• [AIM OF THE TASK]:
Reproduce the items below verbatim, from the line with "Where can you spot the turquoise painted" up to and including the line with "column 188, row 167", omitting any pictures.

'''

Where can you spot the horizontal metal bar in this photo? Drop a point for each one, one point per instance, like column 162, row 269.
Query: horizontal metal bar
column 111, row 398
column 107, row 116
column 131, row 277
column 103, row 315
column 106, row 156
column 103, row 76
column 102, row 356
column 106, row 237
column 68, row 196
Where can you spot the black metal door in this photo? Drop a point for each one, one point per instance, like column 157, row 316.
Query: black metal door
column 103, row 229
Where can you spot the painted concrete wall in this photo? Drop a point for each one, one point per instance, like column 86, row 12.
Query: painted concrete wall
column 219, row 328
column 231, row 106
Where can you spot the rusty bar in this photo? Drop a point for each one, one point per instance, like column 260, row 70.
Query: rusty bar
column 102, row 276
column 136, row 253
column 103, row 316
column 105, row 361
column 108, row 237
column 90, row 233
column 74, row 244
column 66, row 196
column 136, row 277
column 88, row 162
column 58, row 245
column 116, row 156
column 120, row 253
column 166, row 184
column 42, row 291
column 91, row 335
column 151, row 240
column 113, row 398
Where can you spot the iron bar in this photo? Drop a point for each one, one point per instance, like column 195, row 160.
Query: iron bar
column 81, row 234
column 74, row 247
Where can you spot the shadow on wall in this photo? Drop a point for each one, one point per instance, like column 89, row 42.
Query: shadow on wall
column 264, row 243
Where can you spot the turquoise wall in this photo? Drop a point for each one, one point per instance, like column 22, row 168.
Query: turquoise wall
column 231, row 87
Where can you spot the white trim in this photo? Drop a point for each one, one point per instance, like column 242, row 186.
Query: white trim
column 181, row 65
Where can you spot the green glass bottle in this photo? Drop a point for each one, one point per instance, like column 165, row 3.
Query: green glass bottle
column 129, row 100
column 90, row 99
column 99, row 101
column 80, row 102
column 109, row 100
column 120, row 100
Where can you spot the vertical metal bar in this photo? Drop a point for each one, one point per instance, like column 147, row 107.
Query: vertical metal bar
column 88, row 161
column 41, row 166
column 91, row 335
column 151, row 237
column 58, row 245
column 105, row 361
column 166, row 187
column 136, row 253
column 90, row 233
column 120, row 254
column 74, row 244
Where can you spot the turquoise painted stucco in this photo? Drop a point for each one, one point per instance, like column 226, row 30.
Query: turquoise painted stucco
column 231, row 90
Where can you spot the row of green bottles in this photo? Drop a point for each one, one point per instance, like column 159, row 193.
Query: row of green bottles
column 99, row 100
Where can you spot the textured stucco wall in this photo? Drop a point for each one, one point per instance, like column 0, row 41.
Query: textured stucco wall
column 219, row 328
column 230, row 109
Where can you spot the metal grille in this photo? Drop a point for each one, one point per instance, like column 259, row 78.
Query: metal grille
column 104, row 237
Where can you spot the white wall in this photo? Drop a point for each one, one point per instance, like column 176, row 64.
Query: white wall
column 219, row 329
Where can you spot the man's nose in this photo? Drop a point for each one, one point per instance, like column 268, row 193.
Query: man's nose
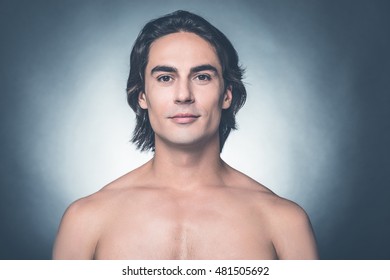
column 184, row 93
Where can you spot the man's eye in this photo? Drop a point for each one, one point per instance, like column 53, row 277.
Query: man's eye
column 164, row 79
column 203, row 77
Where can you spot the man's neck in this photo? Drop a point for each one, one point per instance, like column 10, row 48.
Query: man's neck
column 188, row 167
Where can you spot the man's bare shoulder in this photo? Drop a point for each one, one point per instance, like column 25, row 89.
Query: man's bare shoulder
column 286, row 222
column 85, row 219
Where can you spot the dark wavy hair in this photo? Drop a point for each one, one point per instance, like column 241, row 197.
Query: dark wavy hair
column 182, row 21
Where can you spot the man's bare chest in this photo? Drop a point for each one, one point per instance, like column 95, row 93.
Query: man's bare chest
column 193, row 232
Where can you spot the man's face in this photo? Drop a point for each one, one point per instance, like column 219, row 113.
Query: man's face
column 184, row 90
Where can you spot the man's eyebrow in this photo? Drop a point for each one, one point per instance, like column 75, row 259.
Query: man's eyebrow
column 204, row 67
column 163, row 68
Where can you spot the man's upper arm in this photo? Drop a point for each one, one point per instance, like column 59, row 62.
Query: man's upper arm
column 293, row 235
column 76, row 237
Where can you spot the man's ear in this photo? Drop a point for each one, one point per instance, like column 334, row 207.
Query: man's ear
column 227, row 98
column 142, row 100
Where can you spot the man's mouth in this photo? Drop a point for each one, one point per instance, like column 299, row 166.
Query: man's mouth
column 184, row 118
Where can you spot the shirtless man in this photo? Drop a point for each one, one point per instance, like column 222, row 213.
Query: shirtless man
column 185, row 203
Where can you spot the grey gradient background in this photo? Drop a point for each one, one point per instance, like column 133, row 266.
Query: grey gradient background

'''

• [CORRECT OUTPUT]:
Where can you spot the turquoise painted stucco in this photo? Drop a point for each one, one point per instance, like column 226, row 30.
Query: turquoise painted stucco
column 231, row 90
Where can you spot the row of green bottles in this photo? Drop a point for each one, one point per instance, like column 159, row 193.
Query: row of green bottles
column 99, row 100
Where can you spot the textured stucco wall in this photo? Drop a point for each one, one point per instance, like column 0, row 41.
Query: textured stucco wall
column 219, row 328
column 230, row 109
Where can you spot the metal grille in this photo? Drop a point for each one, one point per instance, like column 259, row 78.
Query: metal grille
column 104, row 237
Where can you spot the white wall in this photo? Drop a point for each one, one point per instance, like column 176, row 64.
Query: white wall
column 219, row 329
Where can you spot the man's nose in this photo? Drop a point for each one, one point per instance, like column 268, row 193.
Query: man's nose
column 184, row 93
Where can you spot the man's eye in this photo? Drop a point for each one, one point per instance, like column 53, row 277.
Query: man's eye
column 164, row 79
column 203, row 77
Where can you spot the man's neck in this photo? Drop a point for each one, one point per instance, like column 10, row 48.
Query: man's neck
column 188, row 167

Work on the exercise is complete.